Stored entries
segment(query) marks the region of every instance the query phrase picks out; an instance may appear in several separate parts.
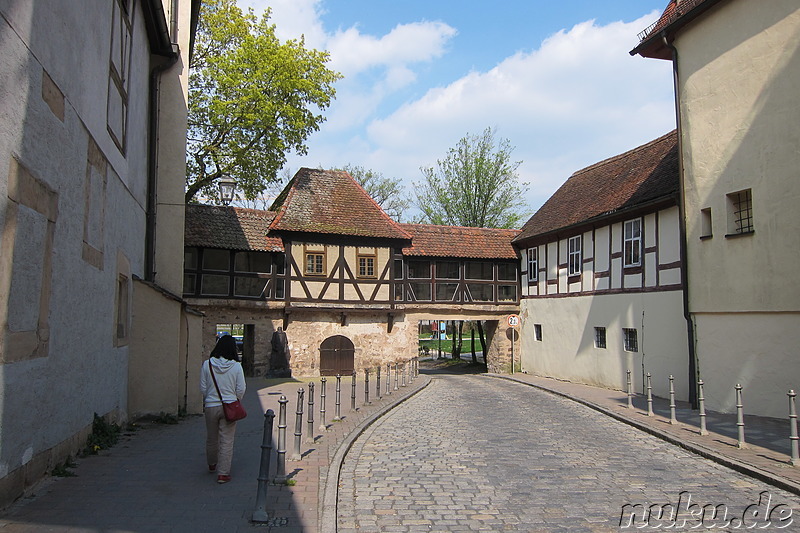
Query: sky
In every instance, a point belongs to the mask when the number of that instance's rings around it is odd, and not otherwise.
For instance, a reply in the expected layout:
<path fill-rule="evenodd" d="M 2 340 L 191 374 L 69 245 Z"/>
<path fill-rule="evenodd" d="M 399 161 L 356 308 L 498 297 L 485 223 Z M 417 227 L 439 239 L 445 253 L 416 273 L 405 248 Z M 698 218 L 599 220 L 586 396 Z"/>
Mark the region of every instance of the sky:
<path fill-rule="evenodd" d="M 491 127 L 533 214 L 575 171 L 675 128 L 672 64 L 628 53 L 667 0 L 237 1 L 344 76 L 292 174 L 362 166 L 413 198 L 421 167 Z"/>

*How to complete this task*. Beginning with the first line of the entries above, repeat each line word for word until the line with "For instance, a" has been given too. Omit the pictures.

*Written answer*.
segment(query) marks the region of every instance the query phrase picks out; an instance may appear in several separate parts.
Query: sky
In every instance, a point belongs to the mask when the number of that instance's rings around it is odd, and not otherwise.
For instance, a reply in the expected layout:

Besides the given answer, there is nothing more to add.